What this task involves |
Report, word for word, every line of the listing below that contains the string "Target".

# Start of Material for the task

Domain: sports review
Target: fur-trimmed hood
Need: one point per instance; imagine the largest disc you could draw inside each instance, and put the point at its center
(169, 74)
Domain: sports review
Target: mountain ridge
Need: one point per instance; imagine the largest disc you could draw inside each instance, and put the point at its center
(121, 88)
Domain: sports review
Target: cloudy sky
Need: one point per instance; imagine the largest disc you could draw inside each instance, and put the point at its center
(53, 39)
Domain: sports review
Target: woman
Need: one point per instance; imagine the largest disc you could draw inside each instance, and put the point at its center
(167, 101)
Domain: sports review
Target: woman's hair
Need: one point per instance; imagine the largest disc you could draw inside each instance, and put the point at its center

# End of Material for the task
# Start of Material for the task

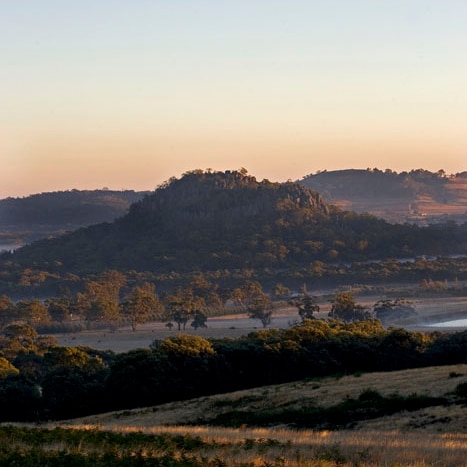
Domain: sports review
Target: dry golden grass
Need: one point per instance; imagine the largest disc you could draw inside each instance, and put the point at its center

# End of Material for the task

Task response |
Target: fur-trimmed hood
Target: mountain ridge
Target: cloudy sky
Target: woman
Target: woman's hair
Target: dry golden grass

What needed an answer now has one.